**What the exercise asks:**
From the HARDBALL transcript below, reproduce word for word the passage from "MATTHEWS:  Back to" up to and including "own Hillary Clinton.".

**Passage to read:**
+++++

You‘re watching HARDBALL, only on MSNBC.  

(COMMERCIAL BREAK)

MATTHEWS:  Back to HARDBALL.  Now to the “Sideshow.” 

Tonight, we have got something for you that is really different.  The interview you‘re about to see was conducted by a pair of Australian comedians.  Their guest is the American secretary of state, our own Hillary Clinton. 

For those of you who haven‘t seen this side of her, this will be a real eye-opener, maybe even a wow. 

(BEGIN VIDEO CLIP)

UNIDENTIFIED MALE:  We start with a gift.  It‘s potato chips or crisps. 

(CROSSTALK)

HILLARY RODHAM CLINTON, U.S. SECRETARY OF STATE:  Oh. 

UNIDENTIFIED MALE:  It‘s potato chips—or crisps, I think—

UNIDENTIFIED MALE:  It‘s a flavor that the people of Australia invented.  It‘s the gravy chip. 

SECRETARY CLINTON:  I am thrilled. 

UNIDENTIFIED MALE:  As you should be, Madam Secretary. 

CLINTON:  I cannot tell you how much this means to me. 

UNIDENTIFIED MALE:  Are you a collector of chips?  Is this your first

--

CLINTON:  I am an eater of chips. 

UNIDENTIFIED MALE:  Yes. 

UNIDENTIFIED MALE:  We recommend not. 

UNIDENTIFIED MALE:  No, not those.

(LAUGHTER)

UNIDENTIFIED MALE:  Use by—well, it was use by two years ago.  

UNIDENTIFIED MALE:  If you try to eat them, technically that‘s an assassination attempt by us. 

(LAUGHTER)

CLINTON:  Shall I wait until I am out of Australian airspace? 

UNIDENTIFIED MALE:  Your role great negotiation skills.  Your husband also possesses those qualities.  When you two can‘t agree on what to get for takeaway dinner, who wins out in that type of negotiation? 

CLINTON:  You know, we practice different models of negotiation around important issues like that. 

UNIDENTIFIED MALE:  Yes.   

CLINTON:  If I were to say to him, what shall we have for dinner tonight, if he says to me, oh, I don‘t care, you choose, I know that‘s a really bad answer.

(LAUGHTER)

CLINTON:  Because then I‘m stuck with the responsibility. 

UNIDENTIFIED MALE:  Yes.

+++++

**Information provided:**
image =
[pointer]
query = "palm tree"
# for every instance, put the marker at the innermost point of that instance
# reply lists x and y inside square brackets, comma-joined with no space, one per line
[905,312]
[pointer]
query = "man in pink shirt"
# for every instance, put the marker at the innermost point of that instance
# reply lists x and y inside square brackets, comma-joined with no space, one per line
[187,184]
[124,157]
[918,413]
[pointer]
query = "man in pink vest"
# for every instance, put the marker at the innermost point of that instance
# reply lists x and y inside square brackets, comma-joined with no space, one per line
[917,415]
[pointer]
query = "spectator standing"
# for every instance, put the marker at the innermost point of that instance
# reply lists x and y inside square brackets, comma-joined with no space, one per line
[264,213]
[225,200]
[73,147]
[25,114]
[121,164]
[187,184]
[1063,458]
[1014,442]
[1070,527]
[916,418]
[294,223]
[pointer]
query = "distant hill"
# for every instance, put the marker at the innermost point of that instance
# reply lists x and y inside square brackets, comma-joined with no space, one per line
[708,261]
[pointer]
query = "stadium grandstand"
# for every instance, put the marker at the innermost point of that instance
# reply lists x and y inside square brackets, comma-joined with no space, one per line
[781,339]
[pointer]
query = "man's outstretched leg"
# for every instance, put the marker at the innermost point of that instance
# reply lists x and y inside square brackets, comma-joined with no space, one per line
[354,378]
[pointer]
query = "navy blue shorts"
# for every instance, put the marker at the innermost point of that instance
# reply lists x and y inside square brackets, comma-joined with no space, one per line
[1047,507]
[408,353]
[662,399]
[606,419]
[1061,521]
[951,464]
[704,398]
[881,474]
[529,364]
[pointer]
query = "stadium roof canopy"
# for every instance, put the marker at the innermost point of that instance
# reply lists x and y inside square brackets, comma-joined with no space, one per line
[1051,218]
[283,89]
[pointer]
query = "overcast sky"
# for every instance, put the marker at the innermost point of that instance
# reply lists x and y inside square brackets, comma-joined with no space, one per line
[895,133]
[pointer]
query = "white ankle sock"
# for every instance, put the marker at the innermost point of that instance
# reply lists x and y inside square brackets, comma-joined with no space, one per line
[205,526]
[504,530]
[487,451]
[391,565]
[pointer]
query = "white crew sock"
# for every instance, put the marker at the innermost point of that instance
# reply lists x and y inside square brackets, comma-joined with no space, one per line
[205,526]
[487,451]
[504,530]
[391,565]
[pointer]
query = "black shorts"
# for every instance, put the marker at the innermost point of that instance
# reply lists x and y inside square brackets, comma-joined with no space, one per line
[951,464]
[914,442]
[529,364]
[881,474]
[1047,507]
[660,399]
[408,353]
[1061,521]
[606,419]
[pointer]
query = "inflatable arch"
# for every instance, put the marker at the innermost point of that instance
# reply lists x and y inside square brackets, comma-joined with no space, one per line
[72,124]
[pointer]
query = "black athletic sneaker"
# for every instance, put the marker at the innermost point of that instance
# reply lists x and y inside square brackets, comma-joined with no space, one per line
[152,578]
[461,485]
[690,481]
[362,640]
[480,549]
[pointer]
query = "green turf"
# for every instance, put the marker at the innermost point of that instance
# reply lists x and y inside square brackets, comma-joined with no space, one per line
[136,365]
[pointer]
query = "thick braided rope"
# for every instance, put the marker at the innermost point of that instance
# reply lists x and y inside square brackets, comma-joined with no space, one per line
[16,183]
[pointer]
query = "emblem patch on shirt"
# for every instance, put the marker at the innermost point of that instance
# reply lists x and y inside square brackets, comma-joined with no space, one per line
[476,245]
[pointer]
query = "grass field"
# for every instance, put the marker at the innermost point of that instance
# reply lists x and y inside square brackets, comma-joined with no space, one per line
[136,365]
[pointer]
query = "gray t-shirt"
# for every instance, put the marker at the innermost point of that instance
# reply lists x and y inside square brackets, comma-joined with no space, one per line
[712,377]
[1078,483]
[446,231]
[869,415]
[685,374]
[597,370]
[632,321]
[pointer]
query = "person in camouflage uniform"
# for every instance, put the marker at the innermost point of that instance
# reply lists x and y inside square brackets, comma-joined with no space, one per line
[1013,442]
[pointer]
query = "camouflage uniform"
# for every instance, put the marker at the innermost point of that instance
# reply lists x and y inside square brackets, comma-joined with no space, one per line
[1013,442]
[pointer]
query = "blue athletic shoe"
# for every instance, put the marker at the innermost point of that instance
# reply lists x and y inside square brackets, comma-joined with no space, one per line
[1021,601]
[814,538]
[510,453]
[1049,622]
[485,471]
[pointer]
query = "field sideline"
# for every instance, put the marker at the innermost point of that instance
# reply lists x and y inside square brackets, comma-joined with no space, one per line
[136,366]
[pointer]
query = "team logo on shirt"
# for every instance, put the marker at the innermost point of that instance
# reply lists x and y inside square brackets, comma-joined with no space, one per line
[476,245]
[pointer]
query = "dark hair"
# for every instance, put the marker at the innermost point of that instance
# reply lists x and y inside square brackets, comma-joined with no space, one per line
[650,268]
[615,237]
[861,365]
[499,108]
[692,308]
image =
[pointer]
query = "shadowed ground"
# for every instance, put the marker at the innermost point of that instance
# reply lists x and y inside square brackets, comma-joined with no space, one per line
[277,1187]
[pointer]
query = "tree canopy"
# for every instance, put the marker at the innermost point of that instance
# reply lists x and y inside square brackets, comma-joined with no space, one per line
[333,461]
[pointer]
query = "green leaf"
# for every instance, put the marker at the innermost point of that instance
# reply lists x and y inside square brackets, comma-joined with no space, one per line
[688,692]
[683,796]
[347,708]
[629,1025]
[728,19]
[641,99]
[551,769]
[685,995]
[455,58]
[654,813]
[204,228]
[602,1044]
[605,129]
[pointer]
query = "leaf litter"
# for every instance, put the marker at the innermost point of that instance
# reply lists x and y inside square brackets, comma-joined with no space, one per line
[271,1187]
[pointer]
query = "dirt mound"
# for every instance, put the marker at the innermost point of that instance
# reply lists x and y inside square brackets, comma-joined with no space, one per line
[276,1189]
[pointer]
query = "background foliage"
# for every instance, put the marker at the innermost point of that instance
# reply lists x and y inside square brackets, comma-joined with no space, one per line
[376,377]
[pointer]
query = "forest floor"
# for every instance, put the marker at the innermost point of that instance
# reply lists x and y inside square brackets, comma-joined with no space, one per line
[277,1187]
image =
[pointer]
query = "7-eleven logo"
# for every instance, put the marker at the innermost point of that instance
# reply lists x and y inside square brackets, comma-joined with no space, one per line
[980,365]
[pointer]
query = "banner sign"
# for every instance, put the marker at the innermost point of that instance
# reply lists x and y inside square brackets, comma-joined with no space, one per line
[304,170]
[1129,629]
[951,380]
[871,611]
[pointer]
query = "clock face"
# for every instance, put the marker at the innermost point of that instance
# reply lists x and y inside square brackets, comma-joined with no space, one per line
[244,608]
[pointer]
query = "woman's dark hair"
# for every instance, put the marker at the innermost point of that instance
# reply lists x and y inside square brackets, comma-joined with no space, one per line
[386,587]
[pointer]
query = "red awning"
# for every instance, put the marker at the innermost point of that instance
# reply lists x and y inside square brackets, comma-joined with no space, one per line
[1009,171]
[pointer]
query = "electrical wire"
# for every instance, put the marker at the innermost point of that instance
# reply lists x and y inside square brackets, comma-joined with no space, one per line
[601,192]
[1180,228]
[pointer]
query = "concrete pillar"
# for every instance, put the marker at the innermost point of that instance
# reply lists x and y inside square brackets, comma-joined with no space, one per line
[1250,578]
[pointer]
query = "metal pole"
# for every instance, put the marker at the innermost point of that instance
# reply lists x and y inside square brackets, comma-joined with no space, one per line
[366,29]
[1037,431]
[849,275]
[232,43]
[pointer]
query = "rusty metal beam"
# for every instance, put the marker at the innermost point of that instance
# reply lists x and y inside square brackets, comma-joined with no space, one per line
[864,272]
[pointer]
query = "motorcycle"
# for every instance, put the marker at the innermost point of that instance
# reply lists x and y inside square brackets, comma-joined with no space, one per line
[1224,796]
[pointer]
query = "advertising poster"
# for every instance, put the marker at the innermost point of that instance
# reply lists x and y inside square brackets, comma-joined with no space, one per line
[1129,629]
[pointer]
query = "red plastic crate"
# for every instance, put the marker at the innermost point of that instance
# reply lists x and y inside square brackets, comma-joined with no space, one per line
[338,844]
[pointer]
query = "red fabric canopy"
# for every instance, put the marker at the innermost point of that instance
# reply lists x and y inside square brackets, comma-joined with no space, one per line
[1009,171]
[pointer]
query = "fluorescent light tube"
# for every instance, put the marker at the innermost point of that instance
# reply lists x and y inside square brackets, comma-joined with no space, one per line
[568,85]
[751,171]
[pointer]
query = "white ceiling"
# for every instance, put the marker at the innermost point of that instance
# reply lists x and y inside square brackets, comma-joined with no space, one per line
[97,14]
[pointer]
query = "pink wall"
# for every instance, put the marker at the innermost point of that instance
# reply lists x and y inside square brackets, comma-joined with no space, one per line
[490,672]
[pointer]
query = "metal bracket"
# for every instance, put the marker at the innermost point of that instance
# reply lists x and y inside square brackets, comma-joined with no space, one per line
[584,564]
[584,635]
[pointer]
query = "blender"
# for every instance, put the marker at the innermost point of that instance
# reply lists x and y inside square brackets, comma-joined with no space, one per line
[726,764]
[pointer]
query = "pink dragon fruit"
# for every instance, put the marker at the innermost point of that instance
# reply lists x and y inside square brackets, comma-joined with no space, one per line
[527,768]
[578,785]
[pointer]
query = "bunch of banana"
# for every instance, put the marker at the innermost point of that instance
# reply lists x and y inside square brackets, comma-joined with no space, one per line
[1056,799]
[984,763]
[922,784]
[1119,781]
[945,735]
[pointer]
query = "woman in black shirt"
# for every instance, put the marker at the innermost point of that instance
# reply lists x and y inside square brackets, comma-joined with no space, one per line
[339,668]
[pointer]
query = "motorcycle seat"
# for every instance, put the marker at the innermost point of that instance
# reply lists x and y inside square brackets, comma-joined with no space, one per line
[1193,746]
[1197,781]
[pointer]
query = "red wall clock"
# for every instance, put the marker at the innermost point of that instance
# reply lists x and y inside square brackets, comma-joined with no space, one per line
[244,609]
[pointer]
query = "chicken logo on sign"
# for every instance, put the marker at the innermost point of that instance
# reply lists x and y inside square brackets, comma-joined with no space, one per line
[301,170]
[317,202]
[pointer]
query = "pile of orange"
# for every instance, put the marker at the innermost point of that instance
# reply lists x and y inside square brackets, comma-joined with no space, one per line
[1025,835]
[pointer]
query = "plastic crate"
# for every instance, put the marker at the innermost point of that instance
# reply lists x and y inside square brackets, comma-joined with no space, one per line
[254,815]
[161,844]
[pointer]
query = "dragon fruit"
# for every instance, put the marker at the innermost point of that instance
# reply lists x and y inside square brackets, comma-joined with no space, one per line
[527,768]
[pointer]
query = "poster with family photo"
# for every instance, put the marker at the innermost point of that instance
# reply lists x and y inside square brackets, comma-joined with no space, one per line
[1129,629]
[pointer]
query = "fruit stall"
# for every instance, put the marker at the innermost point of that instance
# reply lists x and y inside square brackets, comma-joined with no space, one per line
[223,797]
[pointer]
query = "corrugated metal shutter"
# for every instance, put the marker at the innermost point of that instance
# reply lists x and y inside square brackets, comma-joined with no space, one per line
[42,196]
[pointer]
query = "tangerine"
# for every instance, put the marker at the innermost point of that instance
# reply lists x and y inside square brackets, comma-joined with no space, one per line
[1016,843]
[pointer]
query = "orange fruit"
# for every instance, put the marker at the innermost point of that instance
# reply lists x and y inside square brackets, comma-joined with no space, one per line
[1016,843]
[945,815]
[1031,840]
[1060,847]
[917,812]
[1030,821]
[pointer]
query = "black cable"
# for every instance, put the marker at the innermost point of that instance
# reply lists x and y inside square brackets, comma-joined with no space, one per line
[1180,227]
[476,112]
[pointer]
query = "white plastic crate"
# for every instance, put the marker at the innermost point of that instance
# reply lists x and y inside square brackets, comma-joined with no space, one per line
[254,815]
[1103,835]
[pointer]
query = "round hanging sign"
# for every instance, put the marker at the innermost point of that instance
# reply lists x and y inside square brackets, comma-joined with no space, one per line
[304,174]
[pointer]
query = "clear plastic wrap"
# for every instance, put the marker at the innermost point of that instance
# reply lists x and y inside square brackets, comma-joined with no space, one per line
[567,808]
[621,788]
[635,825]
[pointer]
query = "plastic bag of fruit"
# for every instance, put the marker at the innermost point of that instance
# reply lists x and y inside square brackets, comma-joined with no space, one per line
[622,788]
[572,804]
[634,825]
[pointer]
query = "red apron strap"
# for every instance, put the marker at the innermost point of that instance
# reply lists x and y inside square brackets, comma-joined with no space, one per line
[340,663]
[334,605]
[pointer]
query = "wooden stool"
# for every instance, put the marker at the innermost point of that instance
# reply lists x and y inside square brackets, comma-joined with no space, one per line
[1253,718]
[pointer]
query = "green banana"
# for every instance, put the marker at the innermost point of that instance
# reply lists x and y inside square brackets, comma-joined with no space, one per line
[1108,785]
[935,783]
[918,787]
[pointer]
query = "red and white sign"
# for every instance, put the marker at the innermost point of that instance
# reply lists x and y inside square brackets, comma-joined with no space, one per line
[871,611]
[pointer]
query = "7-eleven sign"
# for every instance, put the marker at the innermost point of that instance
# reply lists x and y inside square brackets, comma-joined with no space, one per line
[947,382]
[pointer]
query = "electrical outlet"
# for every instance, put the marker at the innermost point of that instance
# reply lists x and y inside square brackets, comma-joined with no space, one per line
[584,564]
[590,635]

+++++

**Answer below:**
MATTHEWS:  Back to HARDBALL.  Now to the “Sideshow.” 

Tonight, we have got something for you that is really different.  The interview you‘re about to see was conducted by a pair of Australian comedians.  Their guest is the American secretary of state, our own Hillary Clinton.